■ Page extract
^^^^
August 11, 2020
I was in Frankfurt, Germany working the night shift. Talking with a coworker of mine about President Bush, I believe, it was 2003/4. We talked about 1. The possibility of a Black president in our lifetime, and 2. The possibility of a female president in our lifetime.
Little did we know, President Obama would be inaugurated just 4 years later...
I remember the evening clearly...I sat in my living room in front of the television waiting for the announcement of our newly elected President. I remember the class, grace, and dignity that embraced the stage as the newly elected President, First Lady, and their two beautiful children walked to the front of the stage in Chicago, IL (only about 90 minutes from my hometown in Milwaukee, WI).
I was stationed in Montgomery, Alabama at the time. I remember passing confederate flags, conversing about the meaning of the flags, and the roots of its origin in the south. I was one of two black officers in my leadership class. I was 1 of 12 reservist selected to attend this highly sought after training. I was a closeted lesbian at the time.
I was laxed in my perspective about my presence because I’d already obtained my doctorate and had a masters and bachelors as well. What was the big deal in another masters degree?
The arrogance. My arrogance.
I experienced a complete perspective shift, literally in nano-seconds, when I heard one of the Tuskegee Airmen reflect on his military service. I remember him saying how much of a blessing it was to sit in my seat and how many people had fought and died for me to be there; to be PAID to get an education.
I got my shyt together real quick.
^^^^
■ Data to examine
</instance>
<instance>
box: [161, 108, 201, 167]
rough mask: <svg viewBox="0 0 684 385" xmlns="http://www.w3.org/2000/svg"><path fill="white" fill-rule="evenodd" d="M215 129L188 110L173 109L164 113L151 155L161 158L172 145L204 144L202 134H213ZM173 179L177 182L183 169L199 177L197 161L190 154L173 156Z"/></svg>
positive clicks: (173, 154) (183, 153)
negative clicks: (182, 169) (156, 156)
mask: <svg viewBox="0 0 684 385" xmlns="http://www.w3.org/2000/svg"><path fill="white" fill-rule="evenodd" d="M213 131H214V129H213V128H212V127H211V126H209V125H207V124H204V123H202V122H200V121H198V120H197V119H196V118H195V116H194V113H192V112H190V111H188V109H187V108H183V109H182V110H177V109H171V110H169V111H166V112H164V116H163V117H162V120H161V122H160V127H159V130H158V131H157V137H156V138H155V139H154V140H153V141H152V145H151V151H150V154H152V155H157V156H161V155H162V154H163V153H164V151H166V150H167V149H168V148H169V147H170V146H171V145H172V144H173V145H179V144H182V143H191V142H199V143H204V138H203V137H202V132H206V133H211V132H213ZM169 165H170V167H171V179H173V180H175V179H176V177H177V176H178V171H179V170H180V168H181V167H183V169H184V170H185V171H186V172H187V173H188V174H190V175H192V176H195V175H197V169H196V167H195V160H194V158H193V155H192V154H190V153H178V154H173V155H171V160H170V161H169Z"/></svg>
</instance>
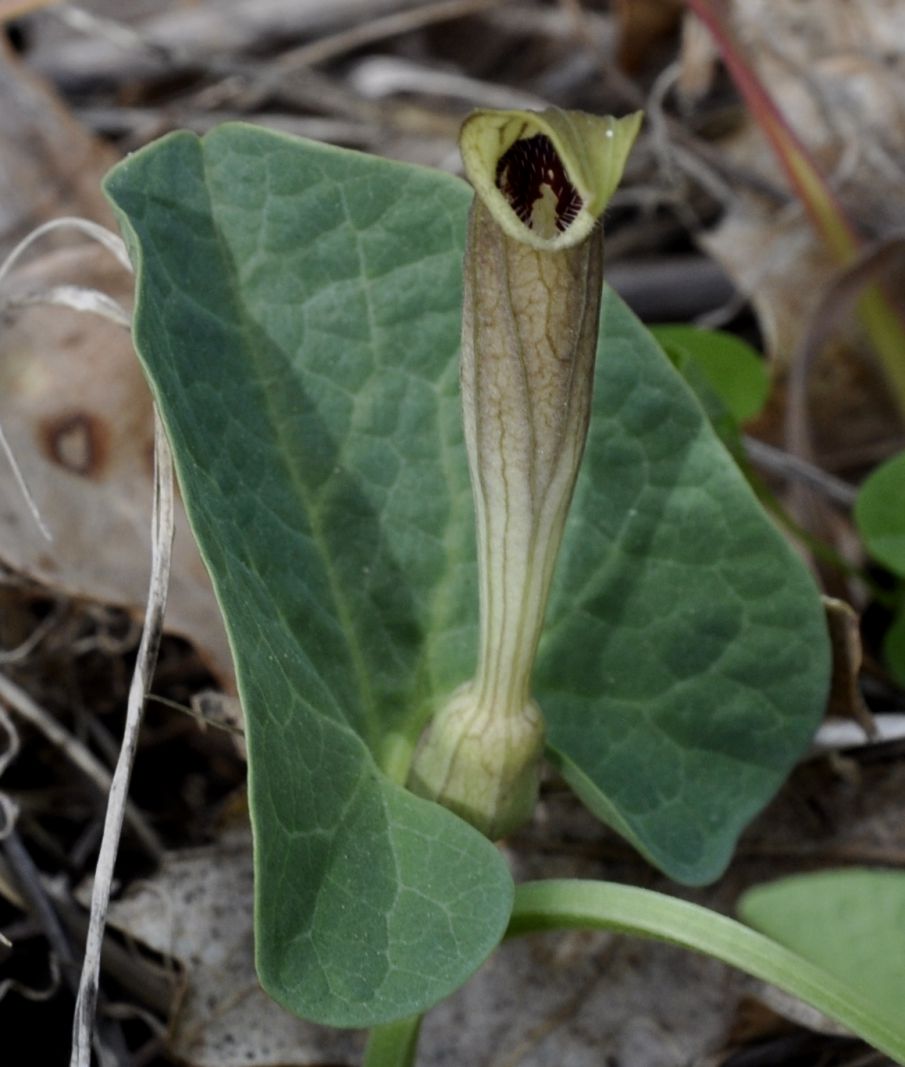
^^^^
■ Work instructions
(A) After the rows, print the personal reflection from "I was laxed" up to and including "get an education.".
(B) Answer these questions about the personal reflection, which appears before the rows:
(i) In which city and country was the writer working the night shift?
(ii) Where was the writer stationed at the time of the leadership class?
(iii) Whose reflection on military service brought about the writer's complete perspective shift?

■ Written responses
(A)
I was laxed in my perspective about my presence because I’d already obtained my doctorate and had a masters and bachelors as well. What was the big deal in another masters degree?
The arrogance. My arrogance.
I experienced a complete perspective shift, literally in nano-seconds, when I heard one of the Tuskegee Airmen reflect on his military service. I remember him saying how much of a blessing it was to sit in my seat and how many people had fought and died for me to be there; to be PAID to get an education.

(B)
(i) Frankfurt, Germany
(ii) Montgomery, Alabama
(iii) One of the Tuskegee Airmen